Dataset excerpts
'''

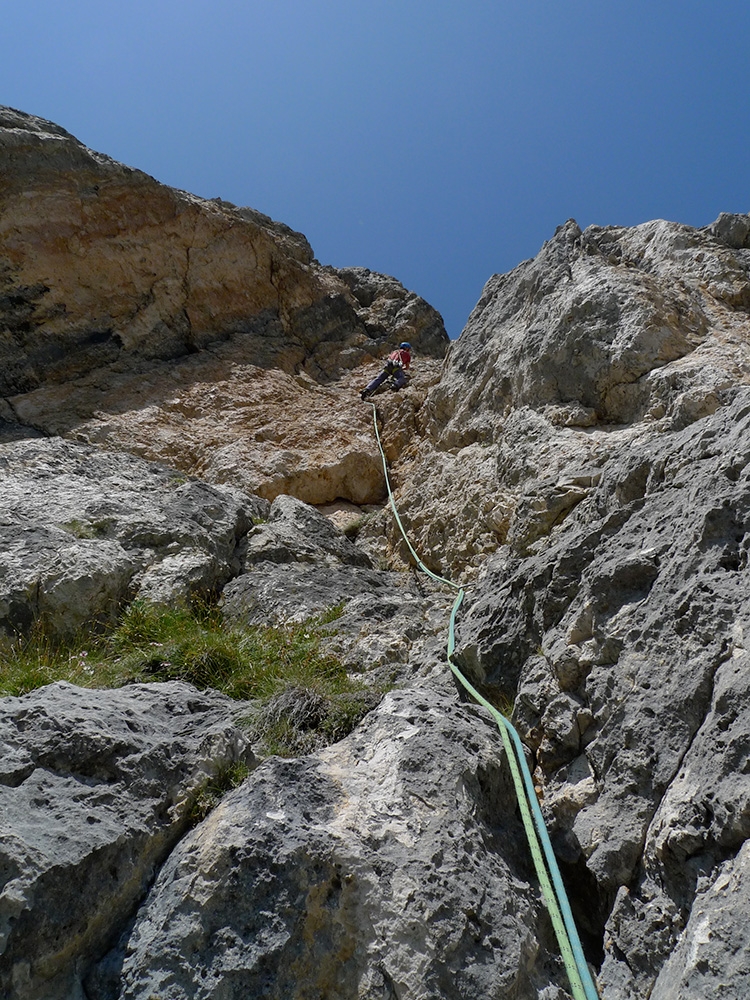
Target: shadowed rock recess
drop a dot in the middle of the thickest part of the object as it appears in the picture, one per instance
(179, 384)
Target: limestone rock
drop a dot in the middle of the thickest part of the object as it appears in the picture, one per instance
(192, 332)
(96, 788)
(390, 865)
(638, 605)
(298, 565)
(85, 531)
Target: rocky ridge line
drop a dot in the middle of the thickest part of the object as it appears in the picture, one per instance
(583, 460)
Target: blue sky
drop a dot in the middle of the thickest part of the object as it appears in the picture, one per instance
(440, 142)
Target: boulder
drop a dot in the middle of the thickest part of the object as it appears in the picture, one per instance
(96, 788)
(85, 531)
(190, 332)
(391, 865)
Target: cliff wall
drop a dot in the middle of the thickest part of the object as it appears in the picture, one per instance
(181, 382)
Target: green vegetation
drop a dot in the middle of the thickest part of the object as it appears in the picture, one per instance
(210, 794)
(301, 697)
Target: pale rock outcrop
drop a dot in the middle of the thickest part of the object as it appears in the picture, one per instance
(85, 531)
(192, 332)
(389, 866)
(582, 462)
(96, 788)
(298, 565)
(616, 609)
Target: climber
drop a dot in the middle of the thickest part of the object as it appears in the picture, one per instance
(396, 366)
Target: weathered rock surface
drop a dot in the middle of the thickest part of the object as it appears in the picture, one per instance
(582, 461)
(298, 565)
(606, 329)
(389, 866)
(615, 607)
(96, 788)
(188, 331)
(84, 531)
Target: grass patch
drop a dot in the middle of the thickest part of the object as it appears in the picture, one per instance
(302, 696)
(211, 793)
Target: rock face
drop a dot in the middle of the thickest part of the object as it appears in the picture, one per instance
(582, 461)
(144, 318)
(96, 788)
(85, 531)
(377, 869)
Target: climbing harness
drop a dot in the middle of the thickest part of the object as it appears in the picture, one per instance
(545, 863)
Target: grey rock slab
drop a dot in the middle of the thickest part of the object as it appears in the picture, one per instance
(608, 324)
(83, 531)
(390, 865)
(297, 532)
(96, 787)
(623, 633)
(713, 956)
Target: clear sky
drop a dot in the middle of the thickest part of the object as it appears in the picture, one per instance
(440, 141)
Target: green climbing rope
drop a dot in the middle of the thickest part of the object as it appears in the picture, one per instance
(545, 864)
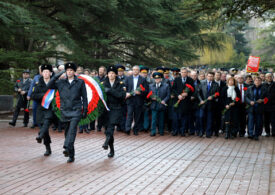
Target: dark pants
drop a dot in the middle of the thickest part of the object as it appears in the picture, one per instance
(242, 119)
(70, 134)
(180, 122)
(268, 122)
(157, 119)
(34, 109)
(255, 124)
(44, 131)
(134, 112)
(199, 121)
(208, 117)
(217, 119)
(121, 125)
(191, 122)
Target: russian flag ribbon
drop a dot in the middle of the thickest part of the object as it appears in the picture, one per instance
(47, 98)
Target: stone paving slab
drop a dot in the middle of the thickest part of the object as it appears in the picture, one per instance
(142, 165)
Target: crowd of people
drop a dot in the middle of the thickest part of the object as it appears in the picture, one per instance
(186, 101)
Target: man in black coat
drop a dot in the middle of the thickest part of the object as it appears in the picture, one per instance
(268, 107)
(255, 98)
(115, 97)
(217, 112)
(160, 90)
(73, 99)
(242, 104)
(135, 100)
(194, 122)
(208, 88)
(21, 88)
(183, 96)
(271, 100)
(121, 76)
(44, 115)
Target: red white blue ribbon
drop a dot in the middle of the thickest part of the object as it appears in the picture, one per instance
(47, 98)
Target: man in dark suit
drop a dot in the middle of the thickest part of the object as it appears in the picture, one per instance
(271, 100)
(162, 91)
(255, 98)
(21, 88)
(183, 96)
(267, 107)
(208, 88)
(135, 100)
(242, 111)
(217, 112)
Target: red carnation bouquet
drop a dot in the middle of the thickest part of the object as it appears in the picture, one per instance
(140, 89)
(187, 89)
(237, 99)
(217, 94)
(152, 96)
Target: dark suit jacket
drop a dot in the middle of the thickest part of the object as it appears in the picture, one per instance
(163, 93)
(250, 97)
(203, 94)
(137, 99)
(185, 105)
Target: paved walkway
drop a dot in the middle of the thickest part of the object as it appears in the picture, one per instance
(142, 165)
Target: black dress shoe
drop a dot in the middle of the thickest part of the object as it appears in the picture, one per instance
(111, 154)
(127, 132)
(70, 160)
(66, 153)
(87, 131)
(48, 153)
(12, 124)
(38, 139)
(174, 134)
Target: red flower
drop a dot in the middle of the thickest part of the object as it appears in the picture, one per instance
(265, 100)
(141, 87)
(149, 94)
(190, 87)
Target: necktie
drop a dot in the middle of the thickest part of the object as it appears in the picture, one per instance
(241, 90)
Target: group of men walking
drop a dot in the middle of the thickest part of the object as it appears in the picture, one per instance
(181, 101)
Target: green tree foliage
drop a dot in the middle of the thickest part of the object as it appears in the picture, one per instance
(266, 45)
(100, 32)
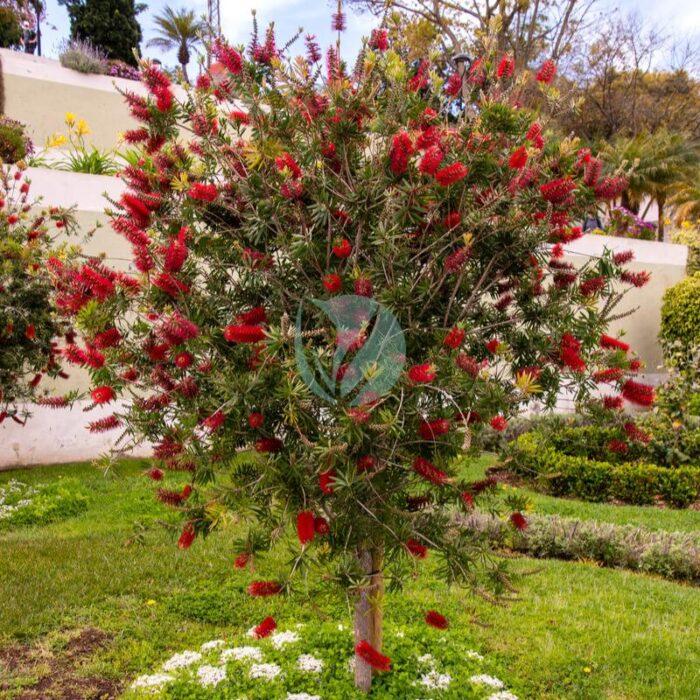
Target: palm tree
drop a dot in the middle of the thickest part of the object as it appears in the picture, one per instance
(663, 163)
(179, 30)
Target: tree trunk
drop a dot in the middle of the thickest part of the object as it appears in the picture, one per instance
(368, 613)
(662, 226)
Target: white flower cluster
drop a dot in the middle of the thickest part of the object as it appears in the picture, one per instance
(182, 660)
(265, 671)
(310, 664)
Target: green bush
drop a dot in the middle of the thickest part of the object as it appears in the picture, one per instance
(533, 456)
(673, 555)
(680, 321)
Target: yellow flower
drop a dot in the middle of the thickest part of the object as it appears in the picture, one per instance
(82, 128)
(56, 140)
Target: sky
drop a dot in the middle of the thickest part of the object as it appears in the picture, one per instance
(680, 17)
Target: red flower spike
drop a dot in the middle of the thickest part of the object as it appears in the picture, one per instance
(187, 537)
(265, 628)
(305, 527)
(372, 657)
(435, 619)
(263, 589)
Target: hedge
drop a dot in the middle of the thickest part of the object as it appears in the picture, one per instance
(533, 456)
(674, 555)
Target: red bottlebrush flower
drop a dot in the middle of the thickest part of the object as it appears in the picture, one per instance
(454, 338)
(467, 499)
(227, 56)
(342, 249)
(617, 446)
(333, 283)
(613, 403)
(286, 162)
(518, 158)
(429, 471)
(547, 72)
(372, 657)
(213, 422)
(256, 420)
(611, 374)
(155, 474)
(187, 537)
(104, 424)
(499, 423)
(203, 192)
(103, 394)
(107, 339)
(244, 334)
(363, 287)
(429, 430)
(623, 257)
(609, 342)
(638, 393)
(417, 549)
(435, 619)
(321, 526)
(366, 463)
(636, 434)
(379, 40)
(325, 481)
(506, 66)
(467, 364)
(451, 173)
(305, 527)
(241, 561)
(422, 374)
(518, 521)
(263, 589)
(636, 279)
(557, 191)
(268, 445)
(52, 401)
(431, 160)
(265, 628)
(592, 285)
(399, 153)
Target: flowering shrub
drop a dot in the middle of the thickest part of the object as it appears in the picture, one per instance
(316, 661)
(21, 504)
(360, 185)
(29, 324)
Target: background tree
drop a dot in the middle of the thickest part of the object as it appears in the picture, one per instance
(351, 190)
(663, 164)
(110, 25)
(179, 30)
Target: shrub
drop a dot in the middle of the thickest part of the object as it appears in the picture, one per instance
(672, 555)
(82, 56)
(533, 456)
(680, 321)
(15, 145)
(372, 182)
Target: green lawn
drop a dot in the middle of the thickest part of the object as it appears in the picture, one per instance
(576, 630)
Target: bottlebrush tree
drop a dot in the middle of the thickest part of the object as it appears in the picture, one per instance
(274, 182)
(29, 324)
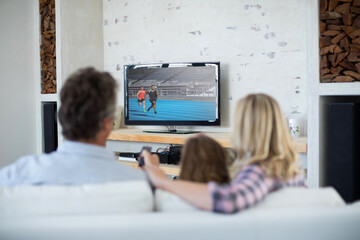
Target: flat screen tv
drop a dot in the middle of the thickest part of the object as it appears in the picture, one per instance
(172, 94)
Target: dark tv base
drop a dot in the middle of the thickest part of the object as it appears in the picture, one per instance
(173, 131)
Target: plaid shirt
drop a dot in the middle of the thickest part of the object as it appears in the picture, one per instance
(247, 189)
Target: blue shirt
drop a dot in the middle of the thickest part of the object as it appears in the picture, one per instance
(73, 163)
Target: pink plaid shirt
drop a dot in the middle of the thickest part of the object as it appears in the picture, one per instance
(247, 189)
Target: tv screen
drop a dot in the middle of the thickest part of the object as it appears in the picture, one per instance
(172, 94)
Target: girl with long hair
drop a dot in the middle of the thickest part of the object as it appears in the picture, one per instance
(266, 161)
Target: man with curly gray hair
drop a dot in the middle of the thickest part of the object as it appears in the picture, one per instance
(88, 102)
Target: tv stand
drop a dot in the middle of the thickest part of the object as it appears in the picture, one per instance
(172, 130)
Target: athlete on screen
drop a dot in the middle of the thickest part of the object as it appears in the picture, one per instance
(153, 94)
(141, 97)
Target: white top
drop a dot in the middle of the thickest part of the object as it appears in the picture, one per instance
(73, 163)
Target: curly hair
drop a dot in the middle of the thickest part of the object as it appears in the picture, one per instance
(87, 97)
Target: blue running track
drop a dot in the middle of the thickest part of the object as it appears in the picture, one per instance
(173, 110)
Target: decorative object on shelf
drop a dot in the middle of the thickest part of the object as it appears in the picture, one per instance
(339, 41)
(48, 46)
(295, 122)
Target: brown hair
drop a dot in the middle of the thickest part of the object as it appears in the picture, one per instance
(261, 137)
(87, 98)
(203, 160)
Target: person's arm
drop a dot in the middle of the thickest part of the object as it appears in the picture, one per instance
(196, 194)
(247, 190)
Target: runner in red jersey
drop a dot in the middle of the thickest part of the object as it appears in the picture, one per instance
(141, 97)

'''
'''

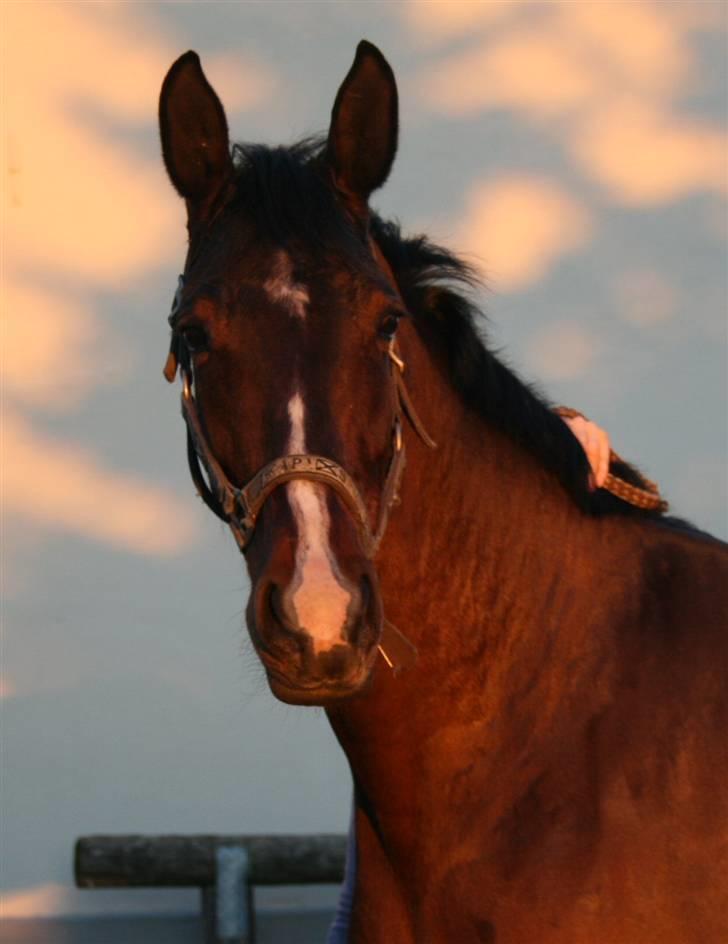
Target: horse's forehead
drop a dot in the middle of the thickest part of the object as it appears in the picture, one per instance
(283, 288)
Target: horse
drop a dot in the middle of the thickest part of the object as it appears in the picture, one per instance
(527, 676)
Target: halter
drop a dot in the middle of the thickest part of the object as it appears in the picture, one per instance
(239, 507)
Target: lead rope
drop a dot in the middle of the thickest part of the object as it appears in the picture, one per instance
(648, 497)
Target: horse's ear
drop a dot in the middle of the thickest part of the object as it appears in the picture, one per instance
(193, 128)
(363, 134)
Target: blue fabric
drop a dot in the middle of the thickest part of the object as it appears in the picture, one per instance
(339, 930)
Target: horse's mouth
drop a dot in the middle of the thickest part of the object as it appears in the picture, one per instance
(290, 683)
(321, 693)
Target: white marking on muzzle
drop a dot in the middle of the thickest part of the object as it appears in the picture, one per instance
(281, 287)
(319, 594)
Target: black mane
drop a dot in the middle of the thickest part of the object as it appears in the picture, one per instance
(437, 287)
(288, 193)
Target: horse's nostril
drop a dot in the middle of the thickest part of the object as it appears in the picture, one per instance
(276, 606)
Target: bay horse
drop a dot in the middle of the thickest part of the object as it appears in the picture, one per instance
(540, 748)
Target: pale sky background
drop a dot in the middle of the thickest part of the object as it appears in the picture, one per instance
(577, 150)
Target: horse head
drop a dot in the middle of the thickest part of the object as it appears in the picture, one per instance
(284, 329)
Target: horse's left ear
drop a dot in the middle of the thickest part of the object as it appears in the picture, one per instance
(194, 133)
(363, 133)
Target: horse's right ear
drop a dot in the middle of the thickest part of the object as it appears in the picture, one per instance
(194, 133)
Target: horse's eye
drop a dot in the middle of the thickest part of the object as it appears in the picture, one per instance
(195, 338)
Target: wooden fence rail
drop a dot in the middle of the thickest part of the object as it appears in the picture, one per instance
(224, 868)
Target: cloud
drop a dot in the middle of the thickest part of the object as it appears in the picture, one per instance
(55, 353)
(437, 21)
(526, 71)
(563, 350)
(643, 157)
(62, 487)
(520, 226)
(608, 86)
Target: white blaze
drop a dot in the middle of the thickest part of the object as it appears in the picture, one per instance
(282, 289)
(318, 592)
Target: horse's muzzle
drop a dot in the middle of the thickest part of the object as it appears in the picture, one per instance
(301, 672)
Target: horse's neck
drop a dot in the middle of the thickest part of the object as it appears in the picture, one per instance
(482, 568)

'''
'''

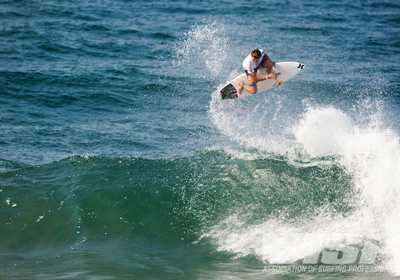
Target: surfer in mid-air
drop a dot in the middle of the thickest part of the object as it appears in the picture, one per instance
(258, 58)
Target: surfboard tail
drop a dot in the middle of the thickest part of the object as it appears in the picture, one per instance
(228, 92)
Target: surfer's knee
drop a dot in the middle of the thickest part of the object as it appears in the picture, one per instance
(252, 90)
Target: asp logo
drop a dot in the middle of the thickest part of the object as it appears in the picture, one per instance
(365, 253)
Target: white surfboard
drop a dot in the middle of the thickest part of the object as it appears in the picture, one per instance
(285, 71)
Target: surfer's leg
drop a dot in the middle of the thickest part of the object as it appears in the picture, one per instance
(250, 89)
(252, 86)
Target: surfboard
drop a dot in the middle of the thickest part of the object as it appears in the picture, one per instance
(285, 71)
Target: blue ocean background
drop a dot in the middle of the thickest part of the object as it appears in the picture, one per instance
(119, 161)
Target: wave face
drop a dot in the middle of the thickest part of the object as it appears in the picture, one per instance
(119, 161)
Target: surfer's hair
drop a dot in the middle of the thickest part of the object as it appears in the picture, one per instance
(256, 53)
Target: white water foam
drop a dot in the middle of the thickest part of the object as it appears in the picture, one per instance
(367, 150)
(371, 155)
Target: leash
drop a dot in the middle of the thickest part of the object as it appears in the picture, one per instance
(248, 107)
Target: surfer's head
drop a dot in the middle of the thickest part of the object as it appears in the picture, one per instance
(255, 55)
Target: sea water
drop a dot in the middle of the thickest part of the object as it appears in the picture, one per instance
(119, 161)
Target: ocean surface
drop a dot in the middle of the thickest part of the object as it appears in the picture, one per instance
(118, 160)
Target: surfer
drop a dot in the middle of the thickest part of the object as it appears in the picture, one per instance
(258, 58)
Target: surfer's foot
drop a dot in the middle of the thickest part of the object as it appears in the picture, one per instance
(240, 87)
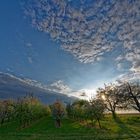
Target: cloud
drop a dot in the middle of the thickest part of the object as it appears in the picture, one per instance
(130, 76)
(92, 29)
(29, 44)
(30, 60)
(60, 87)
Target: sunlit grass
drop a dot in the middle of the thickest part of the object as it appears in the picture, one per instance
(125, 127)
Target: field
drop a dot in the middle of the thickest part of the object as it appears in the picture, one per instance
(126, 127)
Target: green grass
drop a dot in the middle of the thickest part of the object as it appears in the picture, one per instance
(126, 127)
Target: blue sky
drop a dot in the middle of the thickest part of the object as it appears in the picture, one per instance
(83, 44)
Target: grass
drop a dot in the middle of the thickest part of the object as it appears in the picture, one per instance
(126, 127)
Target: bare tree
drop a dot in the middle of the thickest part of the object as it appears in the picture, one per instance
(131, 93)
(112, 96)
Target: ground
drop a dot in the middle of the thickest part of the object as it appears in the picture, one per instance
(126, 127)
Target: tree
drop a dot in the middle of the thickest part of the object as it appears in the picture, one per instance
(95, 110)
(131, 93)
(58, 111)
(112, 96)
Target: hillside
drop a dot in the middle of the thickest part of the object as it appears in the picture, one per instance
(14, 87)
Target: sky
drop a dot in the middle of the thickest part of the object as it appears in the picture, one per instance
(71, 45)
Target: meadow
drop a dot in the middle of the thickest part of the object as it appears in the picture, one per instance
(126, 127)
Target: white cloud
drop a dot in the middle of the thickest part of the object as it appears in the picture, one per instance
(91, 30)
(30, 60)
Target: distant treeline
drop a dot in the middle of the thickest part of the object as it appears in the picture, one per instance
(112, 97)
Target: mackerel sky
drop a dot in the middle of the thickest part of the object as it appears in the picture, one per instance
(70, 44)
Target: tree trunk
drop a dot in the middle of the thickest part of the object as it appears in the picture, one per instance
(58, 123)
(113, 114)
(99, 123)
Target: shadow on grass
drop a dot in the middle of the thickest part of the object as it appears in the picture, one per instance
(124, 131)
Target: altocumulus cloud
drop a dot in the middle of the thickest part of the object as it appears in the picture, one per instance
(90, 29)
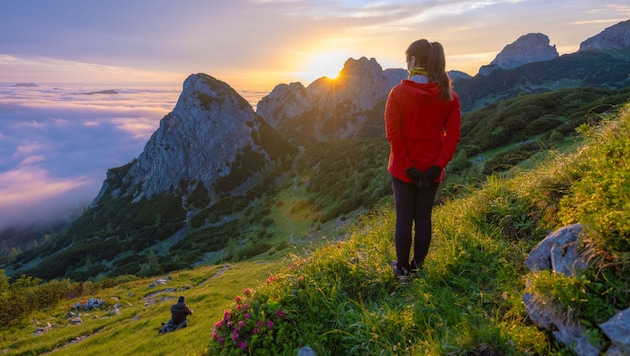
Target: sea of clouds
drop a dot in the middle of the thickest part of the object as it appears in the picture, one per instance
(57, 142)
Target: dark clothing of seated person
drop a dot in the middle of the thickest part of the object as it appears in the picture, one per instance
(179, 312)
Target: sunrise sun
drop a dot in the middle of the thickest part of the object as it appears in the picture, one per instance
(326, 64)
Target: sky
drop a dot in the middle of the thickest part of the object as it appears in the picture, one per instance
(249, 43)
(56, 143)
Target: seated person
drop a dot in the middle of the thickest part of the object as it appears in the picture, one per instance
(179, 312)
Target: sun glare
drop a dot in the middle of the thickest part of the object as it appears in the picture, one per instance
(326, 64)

'''

Show the lines where the word "pale" appears in the entries.

Solved exercise:
Target: pale rock outcrop
Target: pale sky background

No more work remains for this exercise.